Work request:
Beneath this task are records; count the lines among them that contain the word "below" and answer with the number only.

Dataset records:
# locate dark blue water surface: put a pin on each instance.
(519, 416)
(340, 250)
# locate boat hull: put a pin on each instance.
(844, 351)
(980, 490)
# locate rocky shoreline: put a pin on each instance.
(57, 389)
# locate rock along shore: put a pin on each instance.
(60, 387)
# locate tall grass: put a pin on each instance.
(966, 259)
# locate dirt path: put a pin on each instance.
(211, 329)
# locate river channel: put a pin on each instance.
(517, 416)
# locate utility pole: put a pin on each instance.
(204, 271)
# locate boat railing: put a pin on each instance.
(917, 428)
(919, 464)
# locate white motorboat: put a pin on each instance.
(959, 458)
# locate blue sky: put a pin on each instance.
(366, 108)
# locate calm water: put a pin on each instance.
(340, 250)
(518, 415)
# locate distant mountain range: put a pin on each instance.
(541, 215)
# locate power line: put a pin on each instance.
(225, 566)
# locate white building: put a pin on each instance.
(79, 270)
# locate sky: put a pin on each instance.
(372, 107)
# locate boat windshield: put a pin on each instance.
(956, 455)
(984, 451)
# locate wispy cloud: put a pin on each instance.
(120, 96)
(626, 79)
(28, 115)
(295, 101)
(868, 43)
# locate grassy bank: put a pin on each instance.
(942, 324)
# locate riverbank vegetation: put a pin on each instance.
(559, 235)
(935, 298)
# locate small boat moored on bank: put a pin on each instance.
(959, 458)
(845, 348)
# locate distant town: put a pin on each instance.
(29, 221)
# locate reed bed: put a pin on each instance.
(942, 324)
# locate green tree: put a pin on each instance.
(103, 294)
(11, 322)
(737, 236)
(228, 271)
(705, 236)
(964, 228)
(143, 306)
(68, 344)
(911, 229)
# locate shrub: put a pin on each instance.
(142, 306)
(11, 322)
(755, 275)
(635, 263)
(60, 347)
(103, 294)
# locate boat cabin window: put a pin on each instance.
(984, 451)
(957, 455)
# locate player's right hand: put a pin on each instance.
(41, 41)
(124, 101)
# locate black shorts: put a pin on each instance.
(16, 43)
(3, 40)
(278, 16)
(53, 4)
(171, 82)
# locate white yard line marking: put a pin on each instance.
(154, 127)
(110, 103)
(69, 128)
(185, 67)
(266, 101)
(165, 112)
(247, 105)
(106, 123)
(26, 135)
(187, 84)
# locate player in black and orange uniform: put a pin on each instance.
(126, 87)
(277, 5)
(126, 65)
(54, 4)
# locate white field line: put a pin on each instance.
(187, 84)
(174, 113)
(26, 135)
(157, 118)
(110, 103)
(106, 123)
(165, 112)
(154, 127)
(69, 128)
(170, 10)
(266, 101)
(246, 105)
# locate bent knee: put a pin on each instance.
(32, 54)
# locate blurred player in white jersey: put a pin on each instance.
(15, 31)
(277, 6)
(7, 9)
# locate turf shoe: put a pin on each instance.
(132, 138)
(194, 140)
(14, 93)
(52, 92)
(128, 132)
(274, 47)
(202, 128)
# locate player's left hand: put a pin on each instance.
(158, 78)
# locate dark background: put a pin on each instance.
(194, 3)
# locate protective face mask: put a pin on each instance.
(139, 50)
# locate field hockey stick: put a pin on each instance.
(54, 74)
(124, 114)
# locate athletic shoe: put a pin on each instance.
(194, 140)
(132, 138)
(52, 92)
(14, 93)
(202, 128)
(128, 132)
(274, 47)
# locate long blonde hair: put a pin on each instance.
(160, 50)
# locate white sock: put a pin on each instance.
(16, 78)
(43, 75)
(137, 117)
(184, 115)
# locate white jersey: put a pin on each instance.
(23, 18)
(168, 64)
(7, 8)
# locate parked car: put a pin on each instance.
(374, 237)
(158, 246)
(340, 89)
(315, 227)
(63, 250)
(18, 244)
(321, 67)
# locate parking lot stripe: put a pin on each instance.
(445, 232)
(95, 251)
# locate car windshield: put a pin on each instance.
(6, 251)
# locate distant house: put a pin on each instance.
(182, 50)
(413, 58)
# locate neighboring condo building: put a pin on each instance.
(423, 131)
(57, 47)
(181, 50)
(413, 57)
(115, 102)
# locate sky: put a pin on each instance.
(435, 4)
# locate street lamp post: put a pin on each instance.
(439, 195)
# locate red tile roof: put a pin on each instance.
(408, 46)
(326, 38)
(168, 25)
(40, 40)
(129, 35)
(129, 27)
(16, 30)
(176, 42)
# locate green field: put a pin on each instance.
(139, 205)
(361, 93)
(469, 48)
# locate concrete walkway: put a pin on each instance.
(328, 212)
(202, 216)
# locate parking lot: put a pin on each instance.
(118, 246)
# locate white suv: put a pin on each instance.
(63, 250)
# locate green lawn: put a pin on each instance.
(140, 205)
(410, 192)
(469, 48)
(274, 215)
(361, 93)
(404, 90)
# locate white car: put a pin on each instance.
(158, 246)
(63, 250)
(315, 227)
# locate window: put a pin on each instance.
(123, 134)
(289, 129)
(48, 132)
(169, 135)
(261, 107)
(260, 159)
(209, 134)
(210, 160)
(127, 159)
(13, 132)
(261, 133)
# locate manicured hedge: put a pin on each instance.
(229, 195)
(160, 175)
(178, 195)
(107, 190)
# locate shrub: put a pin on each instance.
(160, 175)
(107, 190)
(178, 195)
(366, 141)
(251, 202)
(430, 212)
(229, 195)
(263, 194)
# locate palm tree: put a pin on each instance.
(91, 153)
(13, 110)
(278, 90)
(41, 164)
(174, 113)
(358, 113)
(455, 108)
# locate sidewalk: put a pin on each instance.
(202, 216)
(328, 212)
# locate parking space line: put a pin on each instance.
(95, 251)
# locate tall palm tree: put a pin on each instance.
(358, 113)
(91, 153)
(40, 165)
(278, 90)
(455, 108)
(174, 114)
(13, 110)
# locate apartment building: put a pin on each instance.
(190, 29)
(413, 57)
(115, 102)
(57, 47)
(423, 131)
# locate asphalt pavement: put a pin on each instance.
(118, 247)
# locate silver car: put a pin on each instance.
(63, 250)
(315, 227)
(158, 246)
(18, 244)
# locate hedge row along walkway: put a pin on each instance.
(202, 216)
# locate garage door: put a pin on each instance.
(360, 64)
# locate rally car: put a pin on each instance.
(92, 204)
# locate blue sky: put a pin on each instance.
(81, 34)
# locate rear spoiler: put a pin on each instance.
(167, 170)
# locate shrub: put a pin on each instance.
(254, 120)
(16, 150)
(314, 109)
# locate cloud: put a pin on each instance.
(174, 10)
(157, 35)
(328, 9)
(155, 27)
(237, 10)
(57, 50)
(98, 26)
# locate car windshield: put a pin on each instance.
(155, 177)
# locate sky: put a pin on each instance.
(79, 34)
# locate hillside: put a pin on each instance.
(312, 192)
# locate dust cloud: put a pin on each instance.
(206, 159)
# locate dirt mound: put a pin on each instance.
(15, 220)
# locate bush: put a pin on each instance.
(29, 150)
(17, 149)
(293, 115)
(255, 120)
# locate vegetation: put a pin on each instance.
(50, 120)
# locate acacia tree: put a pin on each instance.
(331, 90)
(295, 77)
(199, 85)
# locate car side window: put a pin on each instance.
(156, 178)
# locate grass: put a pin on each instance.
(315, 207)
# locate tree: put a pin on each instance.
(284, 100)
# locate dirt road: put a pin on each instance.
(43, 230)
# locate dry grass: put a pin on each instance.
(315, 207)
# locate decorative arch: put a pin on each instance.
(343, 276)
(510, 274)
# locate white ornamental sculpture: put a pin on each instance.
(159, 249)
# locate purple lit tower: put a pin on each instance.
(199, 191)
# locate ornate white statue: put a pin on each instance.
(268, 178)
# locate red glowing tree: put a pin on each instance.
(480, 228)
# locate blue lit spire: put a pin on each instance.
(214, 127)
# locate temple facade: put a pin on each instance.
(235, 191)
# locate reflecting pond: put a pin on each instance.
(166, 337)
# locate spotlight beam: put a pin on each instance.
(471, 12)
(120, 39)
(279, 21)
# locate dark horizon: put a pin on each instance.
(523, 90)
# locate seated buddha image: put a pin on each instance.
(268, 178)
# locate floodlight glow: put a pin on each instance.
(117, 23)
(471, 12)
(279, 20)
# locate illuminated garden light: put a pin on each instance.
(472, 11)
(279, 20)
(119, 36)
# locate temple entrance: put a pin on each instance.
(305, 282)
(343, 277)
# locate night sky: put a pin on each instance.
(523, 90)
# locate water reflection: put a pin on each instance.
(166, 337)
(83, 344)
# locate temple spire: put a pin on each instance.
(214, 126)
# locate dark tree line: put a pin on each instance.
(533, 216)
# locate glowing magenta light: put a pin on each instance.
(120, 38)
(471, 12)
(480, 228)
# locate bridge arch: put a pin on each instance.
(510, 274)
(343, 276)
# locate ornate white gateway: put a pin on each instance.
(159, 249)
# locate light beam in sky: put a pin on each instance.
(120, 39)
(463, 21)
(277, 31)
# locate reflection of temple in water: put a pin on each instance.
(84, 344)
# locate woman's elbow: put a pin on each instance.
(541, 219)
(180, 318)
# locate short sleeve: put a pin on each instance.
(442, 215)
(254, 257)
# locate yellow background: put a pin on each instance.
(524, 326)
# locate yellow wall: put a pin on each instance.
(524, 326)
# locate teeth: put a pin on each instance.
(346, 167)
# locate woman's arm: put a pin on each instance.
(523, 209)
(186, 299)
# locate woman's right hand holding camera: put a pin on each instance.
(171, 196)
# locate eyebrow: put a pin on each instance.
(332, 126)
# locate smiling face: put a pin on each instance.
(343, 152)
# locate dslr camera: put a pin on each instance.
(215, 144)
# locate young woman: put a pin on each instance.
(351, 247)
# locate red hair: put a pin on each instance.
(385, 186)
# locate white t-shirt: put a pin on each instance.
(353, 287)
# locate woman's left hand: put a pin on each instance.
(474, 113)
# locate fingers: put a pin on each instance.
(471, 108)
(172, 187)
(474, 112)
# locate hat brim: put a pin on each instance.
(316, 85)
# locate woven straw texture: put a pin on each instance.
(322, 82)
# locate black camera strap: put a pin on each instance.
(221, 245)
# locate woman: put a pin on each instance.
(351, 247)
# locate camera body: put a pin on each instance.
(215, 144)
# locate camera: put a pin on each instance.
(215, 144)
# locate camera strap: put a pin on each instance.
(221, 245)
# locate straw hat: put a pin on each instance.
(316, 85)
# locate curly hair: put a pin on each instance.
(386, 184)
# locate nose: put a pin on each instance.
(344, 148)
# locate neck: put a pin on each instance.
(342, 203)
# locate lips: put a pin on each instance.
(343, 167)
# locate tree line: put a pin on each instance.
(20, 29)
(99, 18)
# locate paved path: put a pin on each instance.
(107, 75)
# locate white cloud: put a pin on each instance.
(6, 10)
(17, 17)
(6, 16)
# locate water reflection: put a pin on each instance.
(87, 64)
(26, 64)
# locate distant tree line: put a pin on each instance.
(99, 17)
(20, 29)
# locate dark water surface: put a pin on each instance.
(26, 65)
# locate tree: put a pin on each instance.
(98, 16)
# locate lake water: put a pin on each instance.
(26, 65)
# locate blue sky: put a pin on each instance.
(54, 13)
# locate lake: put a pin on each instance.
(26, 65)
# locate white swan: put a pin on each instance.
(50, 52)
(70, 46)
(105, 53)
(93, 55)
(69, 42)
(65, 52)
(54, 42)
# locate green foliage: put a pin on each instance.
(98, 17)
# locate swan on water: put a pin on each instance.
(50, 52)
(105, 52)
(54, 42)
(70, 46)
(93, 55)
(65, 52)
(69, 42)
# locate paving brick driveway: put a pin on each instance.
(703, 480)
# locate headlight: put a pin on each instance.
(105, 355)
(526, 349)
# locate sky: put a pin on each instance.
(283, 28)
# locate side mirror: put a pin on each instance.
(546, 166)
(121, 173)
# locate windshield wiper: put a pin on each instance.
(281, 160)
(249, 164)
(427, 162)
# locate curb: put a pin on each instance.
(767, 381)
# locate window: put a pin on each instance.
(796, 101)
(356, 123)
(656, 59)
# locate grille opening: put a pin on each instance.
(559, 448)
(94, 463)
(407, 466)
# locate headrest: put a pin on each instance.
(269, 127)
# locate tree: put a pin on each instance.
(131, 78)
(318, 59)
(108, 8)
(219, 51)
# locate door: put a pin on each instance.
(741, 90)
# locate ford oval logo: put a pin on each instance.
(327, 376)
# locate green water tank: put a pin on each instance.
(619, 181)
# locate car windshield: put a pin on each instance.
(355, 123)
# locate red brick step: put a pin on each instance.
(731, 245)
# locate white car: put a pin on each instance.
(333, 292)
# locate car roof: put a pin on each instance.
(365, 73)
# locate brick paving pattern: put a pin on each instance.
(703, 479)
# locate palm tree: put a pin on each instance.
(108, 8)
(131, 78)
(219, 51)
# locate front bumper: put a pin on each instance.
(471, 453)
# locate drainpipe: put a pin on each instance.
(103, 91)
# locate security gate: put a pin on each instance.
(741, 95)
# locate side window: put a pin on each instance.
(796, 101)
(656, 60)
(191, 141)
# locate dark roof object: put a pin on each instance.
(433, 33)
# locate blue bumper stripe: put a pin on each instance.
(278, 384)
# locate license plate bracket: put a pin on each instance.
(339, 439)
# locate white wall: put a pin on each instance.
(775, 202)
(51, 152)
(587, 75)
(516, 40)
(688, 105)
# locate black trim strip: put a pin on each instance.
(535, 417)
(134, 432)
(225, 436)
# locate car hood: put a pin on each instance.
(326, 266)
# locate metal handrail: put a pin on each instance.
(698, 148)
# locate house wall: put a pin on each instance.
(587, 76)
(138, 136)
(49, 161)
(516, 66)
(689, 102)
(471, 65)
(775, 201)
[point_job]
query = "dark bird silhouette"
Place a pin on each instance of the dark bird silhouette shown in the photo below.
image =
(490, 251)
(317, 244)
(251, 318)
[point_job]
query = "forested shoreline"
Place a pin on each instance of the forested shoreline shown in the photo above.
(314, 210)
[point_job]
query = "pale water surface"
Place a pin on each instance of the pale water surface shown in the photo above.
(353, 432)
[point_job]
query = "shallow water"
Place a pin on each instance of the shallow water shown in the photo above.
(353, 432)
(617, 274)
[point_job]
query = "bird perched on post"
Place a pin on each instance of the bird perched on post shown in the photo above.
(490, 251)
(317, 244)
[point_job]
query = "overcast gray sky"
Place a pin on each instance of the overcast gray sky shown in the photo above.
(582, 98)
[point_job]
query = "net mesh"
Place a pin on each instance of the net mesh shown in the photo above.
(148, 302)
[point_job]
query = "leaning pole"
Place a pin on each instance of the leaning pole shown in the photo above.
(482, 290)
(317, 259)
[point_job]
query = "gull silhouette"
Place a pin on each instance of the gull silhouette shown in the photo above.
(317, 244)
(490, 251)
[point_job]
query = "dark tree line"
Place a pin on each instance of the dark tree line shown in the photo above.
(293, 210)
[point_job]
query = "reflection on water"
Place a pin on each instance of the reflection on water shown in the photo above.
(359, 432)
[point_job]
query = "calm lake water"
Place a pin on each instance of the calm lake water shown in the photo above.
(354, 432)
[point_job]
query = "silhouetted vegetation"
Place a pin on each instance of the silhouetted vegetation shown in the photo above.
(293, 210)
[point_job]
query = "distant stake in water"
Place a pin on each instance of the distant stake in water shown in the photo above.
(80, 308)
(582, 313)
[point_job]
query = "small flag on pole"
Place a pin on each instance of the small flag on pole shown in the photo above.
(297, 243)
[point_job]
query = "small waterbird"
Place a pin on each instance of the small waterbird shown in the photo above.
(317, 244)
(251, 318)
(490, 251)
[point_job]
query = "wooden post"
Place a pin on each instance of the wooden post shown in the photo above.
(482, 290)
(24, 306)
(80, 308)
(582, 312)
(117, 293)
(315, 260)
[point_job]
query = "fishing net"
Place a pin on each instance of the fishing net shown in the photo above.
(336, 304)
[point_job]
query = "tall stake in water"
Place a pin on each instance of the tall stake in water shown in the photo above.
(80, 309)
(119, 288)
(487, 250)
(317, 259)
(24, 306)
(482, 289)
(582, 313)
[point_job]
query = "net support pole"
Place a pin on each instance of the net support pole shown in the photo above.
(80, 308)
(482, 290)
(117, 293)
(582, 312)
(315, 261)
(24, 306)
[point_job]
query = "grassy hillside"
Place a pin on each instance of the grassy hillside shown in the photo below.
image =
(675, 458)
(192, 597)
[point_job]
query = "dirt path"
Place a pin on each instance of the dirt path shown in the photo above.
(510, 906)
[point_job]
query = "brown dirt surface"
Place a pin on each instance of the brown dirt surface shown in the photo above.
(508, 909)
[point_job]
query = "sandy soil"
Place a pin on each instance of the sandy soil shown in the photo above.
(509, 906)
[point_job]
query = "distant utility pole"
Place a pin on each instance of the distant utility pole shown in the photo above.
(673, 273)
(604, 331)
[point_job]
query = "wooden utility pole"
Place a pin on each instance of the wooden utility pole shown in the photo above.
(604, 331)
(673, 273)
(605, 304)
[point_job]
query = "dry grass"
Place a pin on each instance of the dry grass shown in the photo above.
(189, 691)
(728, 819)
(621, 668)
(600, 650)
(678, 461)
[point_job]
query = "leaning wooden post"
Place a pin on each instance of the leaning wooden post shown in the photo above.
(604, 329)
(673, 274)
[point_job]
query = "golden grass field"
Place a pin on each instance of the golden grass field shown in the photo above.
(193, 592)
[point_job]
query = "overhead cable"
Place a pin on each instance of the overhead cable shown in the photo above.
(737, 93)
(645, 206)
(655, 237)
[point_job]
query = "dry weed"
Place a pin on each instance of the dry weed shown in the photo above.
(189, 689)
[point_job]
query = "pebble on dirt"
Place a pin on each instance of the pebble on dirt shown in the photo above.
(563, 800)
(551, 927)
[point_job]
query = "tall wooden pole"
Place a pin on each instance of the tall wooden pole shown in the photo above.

Answer area:
2